■ **Request 1**: In the forum thread about wireless telephone jacks, take the part that opens with the words containing "# Connect dish" and closes with "my television anymore.", and write it out again with "receivers" swapped for "set-top boxes".
■ **Request 2**: In the forum thread about wireless telephone jacks, how much does the first poster now have to pay each month because the system cannot dial in?

■ **Text section**:
★ ★ ★ ★

# Connect dish to wireless telephone jack?



## jlblodgett (Feb 22, 2008)

Please accept my apologies beforehand if this has been discussed beforehand-- I browsed throught he forums some and didn't see it. If it has been discussed, would you please link me the appropriate thread?


I have recently moved into a new house, and taken my Dish Network system with me in the move. Unfortunately, while I was able to position the receivers at locations I wanted them- there are no telephone jacks anywhere near the receivers. As I am operating a two receiver system (4 televisions) I am now having to pay $10 per month because my system isn't able to dial into Dish every week to retrieve programming information. Aside from that, I'm not able to get my Caller ID information to display on my television anymore. 

So I have been looking at some of these "wireless telephone jacks" where you plug the telephone cable into one jack and then plug it into a wall outlet, and then plug the Dish receiver into the other jack which is plugged into a wall outlet near the receiver. Has anybody had any success with these?

I have AT&T and have their DSL service-- do these types of wireless telephone jacks severly interfere with DSL? Unfortunately- the house I moved into only has TWO telephone jacks in the entire house, one in the kitchen and one in the bedroom -- so I've got my phone plugged into one and my DSL plugged into the other. 

Anyway-- long story short I'm looking for some information on these wireless telephone jacks and whether anybody has had any success with them. I greatly appreciate any help anyone can give.


----------



## HobbyTalk (Jul 14, 2007)

Does your DSL modem from AT&T have a router built-in? You can tell by looking at it for additional network ports (most have 4 ports). If so all you would need is a HomePlug adaptor to plug into a wall outlet by the AT&T router and run a ethernet cable from it to the router. You then connect both receivers directly into the wall (not through a power strip) and they will connect via the internet.

Downside is you will not get caller ID on the screen. You can find more info here about HomePlug by searching on the word *homeplug*. They can be found on eBay for about $30


----------



## generj (Mar 7, 2003)

They will work just fine. Check the Dish website as they offer a set. You don't mention the receiver mode, but if you don't care about the caller ID feature, but the charge for the receivers, you could connect to your DSL either wired or wireless and save the monthly fee.


----------



## jlblodgett (Feb 22, 2008)

★ ★ ★ ★

■ **Dataset rows**:
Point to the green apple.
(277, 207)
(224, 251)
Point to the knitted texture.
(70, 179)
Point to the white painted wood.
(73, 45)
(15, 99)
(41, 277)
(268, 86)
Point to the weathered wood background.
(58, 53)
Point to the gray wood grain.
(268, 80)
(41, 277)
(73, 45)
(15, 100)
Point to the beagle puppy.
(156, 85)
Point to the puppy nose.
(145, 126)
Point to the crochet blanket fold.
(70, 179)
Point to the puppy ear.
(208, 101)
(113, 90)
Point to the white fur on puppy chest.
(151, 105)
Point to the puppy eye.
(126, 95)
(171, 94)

★ ★ ★ ★

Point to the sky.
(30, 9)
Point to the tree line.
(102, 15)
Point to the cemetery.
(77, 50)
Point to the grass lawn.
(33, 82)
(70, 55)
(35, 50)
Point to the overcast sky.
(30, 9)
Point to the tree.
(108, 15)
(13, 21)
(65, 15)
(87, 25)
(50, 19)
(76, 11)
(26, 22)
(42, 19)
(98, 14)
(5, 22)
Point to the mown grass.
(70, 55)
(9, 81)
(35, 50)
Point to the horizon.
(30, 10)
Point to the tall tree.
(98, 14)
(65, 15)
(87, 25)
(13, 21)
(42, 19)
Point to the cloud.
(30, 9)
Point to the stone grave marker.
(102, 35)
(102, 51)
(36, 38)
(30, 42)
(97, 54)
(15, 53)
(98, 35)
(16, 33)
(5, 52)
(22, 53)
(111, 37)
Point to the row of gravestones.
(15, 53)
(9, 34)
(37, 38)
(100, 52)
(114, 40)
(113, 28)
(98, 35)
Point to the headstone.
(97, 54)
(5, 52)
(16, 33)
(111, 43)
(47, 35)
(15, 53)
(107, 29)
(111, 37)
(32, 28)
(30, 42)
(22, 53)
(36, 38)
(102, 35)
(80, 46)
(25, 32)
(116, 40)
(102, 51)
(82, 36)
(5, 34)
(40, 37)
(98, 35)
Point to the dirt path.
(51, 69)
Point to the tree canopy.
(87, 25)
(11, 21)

★ ★ ★ ★

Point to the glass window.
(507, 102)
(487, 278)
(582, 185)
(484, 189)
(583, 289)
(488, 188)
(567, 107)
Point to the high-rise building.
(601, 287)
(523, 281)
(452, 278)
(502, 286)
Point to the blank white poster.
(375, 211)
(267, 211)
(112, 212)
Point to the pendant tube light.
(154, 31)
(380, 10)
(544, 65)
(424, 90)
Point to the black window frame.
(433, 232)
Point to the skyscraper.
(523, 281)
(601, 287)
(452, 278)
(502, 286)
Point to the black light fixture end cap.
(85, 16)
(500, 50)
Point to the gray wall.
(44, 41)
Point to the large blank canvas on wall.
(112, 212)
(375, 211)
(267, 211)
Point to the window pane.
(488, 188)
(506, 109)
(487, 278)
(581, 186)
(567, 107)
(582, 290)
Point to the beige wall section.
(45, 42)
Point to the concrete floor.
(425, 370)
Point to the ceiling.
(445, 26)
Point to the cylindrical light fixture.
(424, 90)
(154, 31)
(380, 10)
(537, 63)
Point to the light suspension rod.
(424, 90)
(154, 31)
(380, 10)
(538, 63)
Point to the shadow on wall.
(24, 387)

★ ★ ★ ★

■ **Finished answer 1**:
# Connect dish to wireless telephone jack?



## jlblodgett (Feb 22, 2008)

Please accept my apologies beforehand if this has been discussed beforehand-- I browsed throught he forums some and didn't see it. If it has been discussed, would you please link me the appropriate thread?


I have recently moved into a new house, and taken my Dish Network system with me in the move. Unfortunately, while I was able to position the set-top boxes at locations I wanted them- there are no telephone jacks anywhere near the set-top boxes. As I am operating a two receiver system (4 televisions) I am now having to pay $10 per month because my system isn't able to dial into Dish every week to retrieve programming information. Aside from that, I'm not able to get my Caller ID information to display on my television anymore.

■ **Finished answer 2**: $10 per month.